__Data supplied__
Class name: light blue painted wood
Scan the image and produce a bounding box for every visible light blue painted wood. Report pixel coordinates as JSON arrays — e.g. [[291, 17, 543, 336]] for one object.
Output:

...

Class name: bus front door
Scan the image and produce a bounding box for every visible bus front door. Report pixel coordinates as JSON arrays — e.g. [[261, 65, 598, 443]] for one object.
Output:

* * *

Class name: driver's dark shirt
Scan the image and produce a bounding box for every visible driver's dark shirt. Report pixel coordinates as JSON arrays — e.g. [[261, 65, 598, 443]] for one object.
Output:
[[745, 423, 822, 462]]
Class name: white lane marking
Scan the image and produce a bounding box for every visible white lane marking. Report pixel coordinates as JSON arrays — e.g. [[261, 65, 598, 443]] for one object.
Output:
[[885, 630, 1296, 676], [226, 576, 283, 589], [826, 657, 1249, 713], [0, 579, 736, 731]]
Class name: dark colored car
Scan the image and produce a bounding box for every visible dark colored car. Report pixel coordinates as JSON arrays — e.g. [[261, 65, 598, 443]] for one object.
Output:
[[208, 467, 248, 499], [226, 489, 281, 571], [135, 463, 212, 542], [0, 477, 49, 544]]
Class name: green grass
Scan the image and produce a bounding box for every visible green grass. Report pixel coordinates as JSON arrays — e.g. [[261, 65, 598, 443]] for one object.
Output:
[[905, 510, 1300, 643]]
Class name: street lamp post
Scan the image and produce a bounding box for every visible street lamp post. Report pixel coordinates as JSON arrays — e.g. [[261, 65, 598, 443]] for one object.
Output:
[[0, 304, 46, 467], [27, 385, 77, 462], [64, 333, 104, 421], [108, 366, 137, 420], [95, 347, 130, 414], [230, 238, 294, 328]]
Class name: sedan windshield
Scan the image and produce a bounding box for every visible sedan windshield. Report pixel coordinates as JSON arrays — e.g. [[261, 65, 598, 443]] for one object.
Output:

__Aim of the task__
Turn everything from the line containing "Class name: white lane marking" down to the line containing "[[905, 510, 1300, 643]]", both included, into a numbered list with blank lines left out.

__Solution__
1. Class name: white lane marking
2. Scan the image and produce a bounding box for every visible white lane marking. Report pixel coordinates as JSON arrays — e.g. [[261, 65, 598, 443]] for one object.
3. Output:
4. [[885, 630, 1296, 676], [226, 576, 283, 589], [826, 657, 1249, 713], [0, 579, 736, 731]]
5. Class name: dark colored car
6. Scan the image and produce a bounding box for every visible dark colored car. Report pixel coordinates as JSON arrays — e.g. [[261, 65, 598, 443]] for one object.
7. Output:
8. [[208, 467, 248, 499], [226, 489, 281, 571], [135, 463, 212, 542], [0, 477, 49, 544]]
9. Class name: green grass
10. Scan the image and produce a bounding box for every visible green grass. Report pixel coordinates as JSON arrays — e.g. [[261, 65, 598, 443]] for one object.
11. Output:
12. [[905, 510, 1300, 643]]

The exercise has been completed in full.